Tarefas a realizar
**a)** Transcreva do texto sobre a Peste Negra o trecho que vai de "A possibilidade de" até "na Europa medieval.", incluindo este último.
**b)** Dê sequência ao texto sobre a Peste Negra, começando logo após a última frase apresentada.

Trecho do texto
##########

A possibilidade de que uma erupção vulcânica não registrada tenha moldado um dos episódios mais devastadores da humanidade está ganhando força entre pesquisadores. Evidências recentes sugerem que um súbito resfriamento climático no século XIV teria alterado rotas comerciais mediterrâneas e, de forma indireta, facilitado a entrada da Yersinia pestis, agente responsável pela Peste Negra que matou milhões na Europa medieval.
Logo no início dessa reconstituição histórica, chama atenção a convergência de três frentes científicas: anéis de árvores, núcleos de gelo e documentos históricos. Esses elementos reforçam a tese de que um evento natural de grande magnitude pode ter desencadeado mudanças socioeconômicas cruciais. Para visualizar a complexidade desse cenário, vale destacar:
- Redução abrupta das temperaturas após uma provável erupção tropical em 1345;
- Quebra generalizada de safras em áreas mediterrâneas;
- Dependência crescente de grãos oriundos da Ásia Central;
- Abertura de novas rotas marítimas com povos nômades da região;
- Maior movimentação de animais e vetores que carregavam a Yersinia pestis.
Uma reorganização forçada das rotas comerciais

Com os campos assolados e cidades portuárias pressionadas pela fome, potências mediterrâneas passaram a buscar alimentos em regiões controladas pelo antigo Canato da Horda Dourada. Essa reconfiguração logística, embora essencial para evitar escassez, ampliou a circulação de navios, mercadorias e animais infectados. À medida que o abastecimento se restabelecia, a peste encontrava terreno fértil para se espalhar silenciosamente.

##########

Linhas extraídas
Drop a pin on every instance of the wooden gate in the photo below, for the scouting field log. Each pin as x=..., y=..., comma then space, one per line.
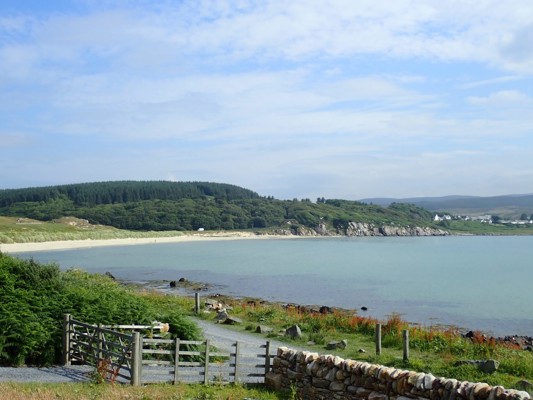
x=129, y=357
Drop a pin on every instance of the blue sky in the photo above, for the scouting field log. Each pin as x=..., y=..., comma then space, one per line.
x=300, y=99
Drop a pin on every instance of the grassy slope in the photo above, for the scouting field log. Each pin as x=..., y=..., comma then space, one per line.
x=15, y=230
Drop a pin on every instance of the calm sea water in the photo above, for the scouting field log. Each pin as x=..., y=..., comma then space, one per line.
x=478, y=282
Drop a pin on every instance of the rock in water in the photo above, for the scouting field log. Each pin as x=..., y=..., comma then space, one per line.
x=294, y=332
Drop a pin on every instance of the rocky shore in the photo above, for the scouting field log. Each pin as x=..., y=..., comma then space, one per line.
x=184, y=287
x=363, y=229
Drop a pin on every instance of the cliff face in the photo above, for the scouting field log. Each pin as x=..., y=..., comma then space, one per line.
x=364, y=229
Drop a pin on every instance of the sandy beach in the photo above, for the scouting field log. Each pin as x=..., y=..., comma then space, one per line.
x=77, y=244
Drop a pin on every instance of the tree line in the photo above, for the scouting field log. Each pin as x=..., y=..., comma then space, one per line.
x=189, y=206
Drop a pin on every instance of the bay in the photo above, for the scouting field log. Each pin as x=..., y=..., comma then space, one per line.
x=472, y=282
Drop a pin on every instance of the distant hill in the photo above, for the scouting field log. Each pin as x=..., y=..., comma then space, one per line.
x=506, y=206
x=160, y=205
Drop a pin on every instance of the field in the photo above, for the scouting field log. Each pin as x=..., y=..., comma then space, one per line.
x=25, y=230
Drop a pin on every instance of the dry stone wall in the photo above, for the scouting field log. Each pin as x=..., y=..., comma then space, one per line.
x=330, y=377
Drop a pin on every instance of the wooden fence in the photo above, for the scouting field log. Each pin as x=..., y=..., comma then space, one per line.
x=127, y=356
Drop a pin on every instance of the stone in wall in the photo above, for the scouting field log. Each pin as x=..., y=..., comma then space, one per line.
x=331, y=377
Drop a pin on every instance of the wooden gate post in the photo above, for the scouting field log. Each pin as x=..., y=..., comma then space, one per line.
x=378, y=339
x=236, y=368
x=67, y=336
x=136, y=359
x=176, y=360
x=197, y=303
x=206, y=363
x=267, y=357
x=405, y=341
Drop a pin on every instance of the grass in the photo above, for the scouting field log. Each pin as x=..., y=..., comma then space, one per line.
x=81, y=391
x=15, y=230
x=432, y=349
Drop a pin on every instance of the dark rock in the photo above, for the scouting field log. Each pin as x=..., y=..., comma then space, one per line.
x=110, y=275
x=263, y=329
x=325, y=310
x=221, y=316
x=294, y=332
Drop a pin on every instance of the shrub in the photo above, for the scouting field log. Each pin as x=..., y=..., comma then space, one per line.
x=34, y=298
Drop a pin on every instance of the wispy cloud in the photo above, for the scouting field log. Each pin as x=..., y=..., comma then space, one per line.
x=294, y=99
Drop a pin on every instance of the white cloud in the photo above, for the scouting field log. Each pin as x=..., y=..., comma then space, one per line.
x=274, y=94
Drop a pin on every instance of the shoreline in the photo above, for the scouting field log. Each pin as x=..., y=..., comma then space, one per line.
x=88, y=243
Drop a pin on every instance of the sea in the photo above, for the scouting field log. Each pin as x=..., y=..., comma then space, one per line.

##########

Resultados das tarefas
**a)**
A possibilidade de que uma erupção vulcânica não registrada tenha moldado um dos episódios mais devastadores da humanidade está ganhando força entre pesquisadores. Evidências recentes sugerem que um súbito resfriamento climático no século XIV teria alterado rotas comerciais mediterrâneas e, de forma indireta, facilitado a entrada da Yersinia pestis, agente responsável pela Peste Negra que matou milhões na Europa medieval.

**b)**
A força das evidências ambientais
O estudo, liderado por Martin Bauch e Ulf Büntgen, reforça a importância dos chamados marcadores naturais, que permitem reconstruir o clima de séculos passados. Variações nos anéis de crescimento de árvores e a presença de enxofre em gelo polar funcionam como testemunhos ambientais de eventos extremos. Além disso, esses dados dialogam com análises genéticas que rastreiam linhagens antigas da bactéria em regiões como Tian Shan e Volga, consolidando um quadro multifatorial para a origem da pandemia.
Persistência da doença e lições para o presente
Apesar de ser hoje tratável com antibióticos, a peste ainda circula em áreas específicas da África, Ásia e Américas. No Brasil, não há casos humanos desde 2005, mas focos naturais permanecem em regiões do Nordeste e em áreas de Minas Gerais e do Rio de Janeiro. Isso ressalta a necessidade de vigilância, sobretudo porque a doença permanece associada a animais silvestres.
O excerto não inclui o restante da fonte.